- **Task to carry out**: Print every line below. Match each one exactly.

(Saved entries)
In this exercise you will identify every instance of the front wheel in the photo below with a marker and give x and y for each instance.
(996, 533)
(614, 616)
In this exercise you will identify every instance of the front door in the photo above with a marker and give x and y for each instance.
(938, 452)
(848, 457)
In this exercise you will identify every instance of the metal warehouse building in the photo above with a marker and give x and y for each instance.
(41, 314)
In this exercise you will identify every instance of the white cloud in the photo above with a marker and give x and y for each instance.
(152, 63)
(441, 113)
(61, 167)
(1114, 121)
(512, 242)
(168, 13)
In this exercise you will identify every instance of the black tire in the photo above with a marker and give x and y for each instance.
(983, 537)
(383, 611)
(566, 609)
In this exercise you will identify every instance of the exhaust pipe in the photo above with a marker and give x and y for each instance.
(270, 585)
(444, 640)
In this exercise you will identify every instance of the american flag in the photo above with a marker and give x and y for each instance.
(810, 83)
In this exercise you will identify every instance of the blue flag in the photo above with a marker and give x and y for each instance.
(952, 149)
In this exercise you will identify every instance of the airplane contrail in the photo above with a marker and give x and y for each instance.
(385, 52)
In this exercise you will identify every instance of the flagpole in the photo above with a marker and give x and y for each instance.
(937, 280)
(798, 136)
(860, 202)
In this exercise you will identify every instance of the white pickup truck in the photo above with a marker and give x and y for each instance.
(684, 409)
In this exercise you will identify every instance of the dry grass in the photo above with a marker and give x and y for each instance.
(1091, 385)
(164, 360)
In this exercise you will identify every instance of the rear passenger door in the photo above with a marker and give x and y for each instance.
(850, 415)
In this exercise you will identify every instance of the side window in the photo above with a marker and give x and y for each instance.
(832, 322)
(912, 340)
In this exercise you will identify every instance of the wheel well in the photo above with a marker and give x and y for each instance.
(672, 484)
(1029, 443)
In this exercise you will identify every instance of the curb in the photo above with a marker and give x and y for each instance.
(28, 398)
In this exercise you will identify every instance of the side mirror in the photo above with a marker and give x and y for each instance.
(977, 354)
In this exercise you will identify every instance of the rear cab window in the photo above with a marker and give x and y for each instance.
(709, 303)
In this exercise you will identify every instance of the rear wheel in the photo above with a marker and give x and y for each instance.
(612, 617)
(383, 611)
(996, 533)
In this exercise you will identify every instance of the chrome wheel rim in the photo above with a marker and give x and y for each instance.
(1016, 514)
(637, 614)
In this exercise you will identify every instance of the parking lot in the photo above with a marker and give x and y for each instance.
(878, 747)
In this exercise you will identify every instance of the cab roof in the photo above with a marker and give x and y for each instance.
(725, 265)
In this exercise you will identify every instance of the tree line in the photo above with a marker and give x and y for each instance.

- **Output of the task**:
In this exercise you will identify every instance of the front wheel in the photo below with a marker and give x and y for each instance.
(996, 533)
(614, 616)
In this exercise you will identify every instance of the front door in the photo above with a marker and give x and y for each instance.
(938, 452)
(848, 457)
In this exercise you will identify every instance of the metal warehouse building in the photo above with a marker and give x and y for each instance.
(41, 314)
In this exercise you will identify every instance of the white cloud in the photo above with a marker and give x and y for each instance.
(152, 63)
(441, 113)
(61, 167)
(1114, 121)
(512, 242)
(168, 13)
In this exercise you will identify every instance of the black tire in the photo above with a marker and give x and y for each instance.
(983, 537)
(383, 611)
(566, 609)
In this exercise you will identify every instance of the exhaust pipe in the photo above with a marker and give x and y for each instance.
(270, 585)
(444, 640)
In this exercise you will identify every instance of the american flag in the photo above with a marker and give x and y for each instance.
(810, 83)
In this exercise you will identify every instance of the blue flag in the photo above with a marker and give x and y for each instance.
(952, 149)
In this exercise you will identify every instance of the airplane contrail in the photo above with a marker and give x and y for each instance.
(385, 52)
In this exercise you will identify every instance of the flagpole in the photo above with a marker and give x and y for each instance.
(937, 280)
(798, 136)
(860, 202)
In this exercise you will identify every instance of the white pickup truck in the photo above with a marker and give x and y for each instance.
(684, 409)
In this exercise you will identify every instance of the dry grass in the photo above with a marker and give x and y for each instance.
(1091, 385)
(164, 360)
In this exercise you will identify every instance of the rear passenger door in the photo above with a marker and give x and y for each instance.
(850, 415)
In this exercise you will identify every instance of the side window in the photo above with a marker and give x and y for each instance.
(832, 322)
(912, 340)
In this exercise you will identify every instance of the wheel well in the photo above with a marker and give x and y for each instance.
(672, 484)
(1029, 443)
In this exercise you will identify every instance of the curb in the photo above with a marker and give x and y for each instance.
(28, 398)
In this exercise you will identify every instance of the side mirror in the photo above with a marker and give x and y for each instance.
(977, 354)
In this exercise you will identify every instance of the rear cab window in the photo above with a marker and give x and y for each instance.
(709, 303)
In this exercise you will identify every instance of the rear wheel in the photo above with a marker and give x and y for each instance.
(612, 617)
(383, 611)
(996, 533)
In this exercise you will identify every instance of the chrome wheel rim in the photo above with a marker and give x and y for each instance.
(1016, 514)
(637, 614)
In this exercise you will identify every instance of the parking lot in the photo above with a marker and give x and y for each instance.
(878, 747)
In this exercise you will identify every instance of the cab roof in the photo above with a marker and give x and y for each instance.
(725, 265)
In this exercise you will identify every instance of the tree line in the photo above with a marker and give x and y for each instance.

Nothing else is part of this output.